▶ **EXERCISE OBJECTIVE**:
For this listing, the lines between the one holding "Query: candle flame" and the one holding "The service MUST place a point on the dark purple", inclusive, must be set down exactly.

▶ **GIVEN DATA**:
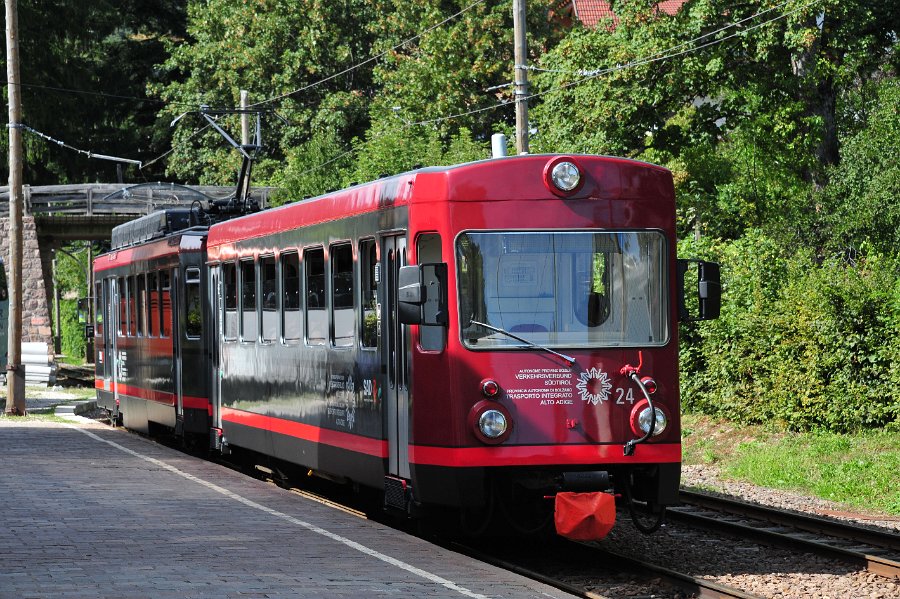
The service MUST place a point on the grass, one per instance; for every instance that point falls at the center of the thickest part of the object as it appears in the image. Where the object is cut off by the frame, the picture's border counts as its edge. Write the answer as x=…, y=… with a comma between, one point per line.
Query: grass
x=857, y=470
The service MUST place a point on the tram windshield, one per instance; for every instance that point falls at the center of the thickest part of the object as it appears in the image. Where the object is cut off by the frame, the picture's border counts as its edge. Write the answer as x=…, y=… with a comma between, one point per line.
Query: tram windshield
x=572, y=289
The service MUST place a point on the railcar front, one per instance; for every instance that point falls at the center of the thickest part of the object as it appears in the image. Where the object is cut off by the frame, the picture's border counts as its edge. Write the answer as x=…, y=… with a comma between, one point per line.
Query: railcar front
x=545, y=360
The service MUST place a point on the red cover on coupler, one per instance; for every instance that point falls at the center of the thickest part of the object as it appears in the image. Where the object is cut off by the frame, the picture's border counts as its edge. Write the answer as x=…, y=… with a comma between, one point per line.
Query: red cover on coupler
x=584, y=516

==

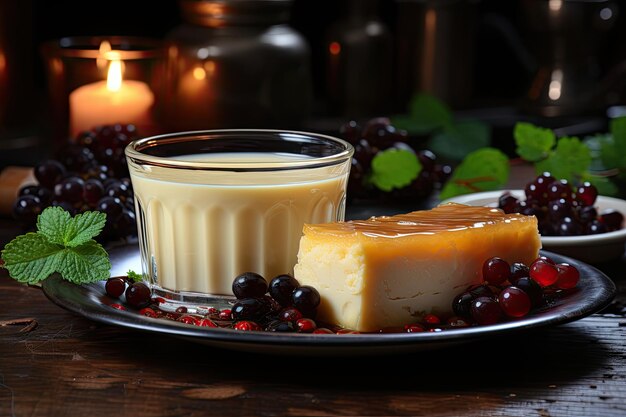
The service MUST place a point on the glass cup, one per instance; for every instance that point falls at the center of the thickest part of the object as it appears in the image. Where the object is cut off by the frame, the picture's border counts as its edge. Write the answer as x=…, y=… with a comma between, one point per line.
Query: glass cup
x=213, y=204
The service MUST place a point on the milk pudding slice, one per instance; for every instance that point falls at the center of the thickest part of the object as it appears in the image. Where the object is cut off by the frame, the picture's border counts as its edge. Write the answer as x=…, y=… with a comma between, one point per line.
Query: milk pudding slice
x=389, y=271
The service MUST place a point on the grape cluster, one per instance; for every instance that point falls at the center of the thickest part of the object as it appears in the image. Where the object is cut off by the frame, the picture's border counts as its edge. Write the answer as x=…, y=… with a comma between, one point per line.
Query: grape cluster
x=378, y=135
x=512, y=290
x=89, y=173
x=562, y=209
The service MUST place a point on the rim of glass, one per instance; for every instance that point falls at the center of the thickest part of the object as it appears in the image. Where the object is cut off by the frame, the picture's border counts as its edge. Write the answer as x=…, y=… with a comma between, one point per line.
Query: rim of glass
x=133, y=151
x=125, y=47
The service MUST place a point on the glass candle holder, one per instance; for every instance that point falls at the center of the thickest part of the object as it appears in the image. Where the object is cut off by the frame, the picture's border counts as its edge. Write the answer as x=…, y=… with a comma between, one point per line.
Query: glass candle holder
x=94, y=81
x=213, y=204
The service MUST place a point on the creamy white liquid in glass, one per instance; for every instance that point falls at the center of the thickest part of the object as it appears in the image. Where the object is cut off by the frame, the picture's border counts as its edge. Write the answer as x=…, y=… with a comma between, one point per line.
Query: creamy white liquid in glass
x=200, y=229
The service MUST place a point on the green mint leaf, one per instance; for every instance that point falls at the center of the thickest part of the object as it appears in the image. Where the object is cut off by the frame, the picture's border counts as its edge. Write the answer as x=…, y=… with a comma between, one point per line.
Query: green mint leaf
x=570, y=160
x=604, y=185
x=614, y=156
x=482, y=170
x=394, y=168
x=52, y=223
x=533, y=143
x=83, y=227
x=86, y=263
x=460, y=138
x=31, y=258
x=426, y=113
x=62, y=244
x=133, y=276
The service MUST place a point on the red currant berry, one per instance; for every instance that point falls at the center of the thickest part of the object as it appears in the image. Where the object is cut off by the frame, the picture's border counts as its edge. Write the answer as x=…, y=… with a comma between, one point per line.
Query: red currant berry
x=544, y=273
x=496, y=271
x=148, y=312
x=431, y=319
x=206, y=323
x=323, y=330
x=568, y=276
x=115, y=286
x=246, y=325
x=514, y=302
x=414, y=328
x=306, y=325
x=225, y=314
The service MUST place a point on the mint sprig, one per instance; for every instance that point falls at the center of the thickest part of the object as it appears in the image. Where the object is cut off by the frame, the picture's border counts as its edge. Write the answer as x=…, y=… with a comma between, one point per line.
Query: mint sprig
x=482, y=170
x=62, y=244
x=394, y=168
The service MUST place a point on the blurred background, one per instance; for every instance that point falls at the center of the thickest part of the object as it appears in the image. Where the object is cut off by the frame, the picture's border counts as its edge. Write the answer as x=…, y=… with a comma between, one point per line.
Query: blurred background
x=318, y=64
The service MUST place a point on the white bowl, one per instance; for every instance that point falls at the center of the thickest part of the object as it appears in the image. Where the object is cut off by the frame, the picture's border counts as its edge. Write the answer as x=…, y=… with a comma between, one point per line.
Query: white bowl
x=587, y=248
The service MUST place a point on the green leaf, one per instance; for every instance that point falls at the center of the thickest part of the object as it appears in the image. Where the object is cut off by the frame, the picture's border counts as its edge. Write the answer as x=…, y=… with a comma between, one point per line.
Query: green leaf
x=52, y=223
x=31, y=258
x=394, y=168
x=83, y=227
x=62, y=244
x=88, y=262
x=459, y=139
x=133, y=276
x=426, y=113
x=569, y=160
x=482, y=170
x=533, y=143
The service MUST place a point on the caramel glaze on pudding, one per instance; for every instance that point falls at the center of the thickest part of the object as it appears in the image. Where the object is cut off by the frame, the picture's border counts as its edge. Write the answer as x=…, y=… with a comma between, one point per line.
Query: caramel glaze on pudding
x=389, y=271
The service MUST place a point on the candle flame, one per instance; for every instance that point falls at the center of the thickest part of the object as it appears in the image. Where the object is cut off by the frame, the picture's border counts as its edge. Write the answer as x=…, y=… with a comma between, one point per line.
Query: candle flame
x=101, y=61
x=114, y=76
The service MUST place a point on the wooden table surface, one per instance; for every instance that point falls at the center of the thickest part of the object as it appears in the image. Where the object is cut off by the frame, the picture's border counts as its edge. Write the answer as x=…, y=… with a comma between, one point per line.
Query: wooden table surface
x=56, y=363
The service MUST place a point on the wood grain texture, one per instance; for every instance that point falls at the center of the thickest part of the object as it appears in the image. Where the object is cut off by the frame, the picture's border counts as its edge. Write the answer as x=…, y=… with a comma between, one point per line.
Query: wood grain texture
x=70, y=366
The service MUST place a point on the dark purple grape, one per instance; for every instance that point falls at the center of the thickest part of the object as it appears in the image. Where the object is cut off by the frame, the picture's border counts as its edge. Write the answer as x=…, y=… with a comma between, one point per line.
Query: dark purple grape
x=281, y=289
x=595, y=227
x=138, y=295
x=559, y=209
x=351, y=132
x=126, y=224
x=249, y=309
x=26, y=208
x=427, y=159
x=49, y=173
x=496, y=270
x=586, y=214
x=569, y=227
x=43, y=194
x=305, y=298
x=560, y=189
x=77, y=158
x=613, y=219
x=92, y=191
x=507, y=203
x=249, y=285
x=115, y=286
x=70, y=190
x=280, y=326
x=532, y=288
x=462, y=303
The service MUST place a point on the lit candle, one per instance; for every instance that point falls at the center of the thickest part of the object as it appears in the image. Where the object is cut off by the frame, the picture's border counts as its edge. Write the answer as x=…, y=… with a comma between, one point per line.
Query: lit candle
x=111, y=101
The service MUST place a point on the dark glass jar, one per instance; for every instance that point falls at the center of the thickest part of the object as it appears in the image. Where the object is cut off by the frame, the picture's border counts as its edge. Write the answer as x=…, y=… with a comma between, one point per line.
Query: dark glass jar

▶ **SOLUTION TO THIS TASK**:
Query: candle flame
x=101, y=61
x=114, y=76
The service MUST place a point on the wooden table surface, one per instance; for every instance that point falls at the center of the thickest part of the object as it appears in the image. Where the object is cut off by the frame, the picture's border counts as its edge. Write the answer as x=…, y=… with a comma between, one point per line.
Query: wooden table surface
x=56, y=363
The service MUST place a point on the wood grain texture, one per instance; for every instance that point falls at the center of the thickest part of the object as it appears in the image. Where the object is cut off by the frame, the picture's border counts as its edge. Write the answer as x=…, y=… with a comma between, one point per line.
Query: wood grain texture
x=70, y=366
The service MUST place a point on the dark purple grape, one per instance; for every instance that point falls at the center of the thickest part of the object as it appears in the image. Where the object is cut off by the frame, the picture's border counts as its edge. Write the answer as x=…, y=… with a comma between, one point per line.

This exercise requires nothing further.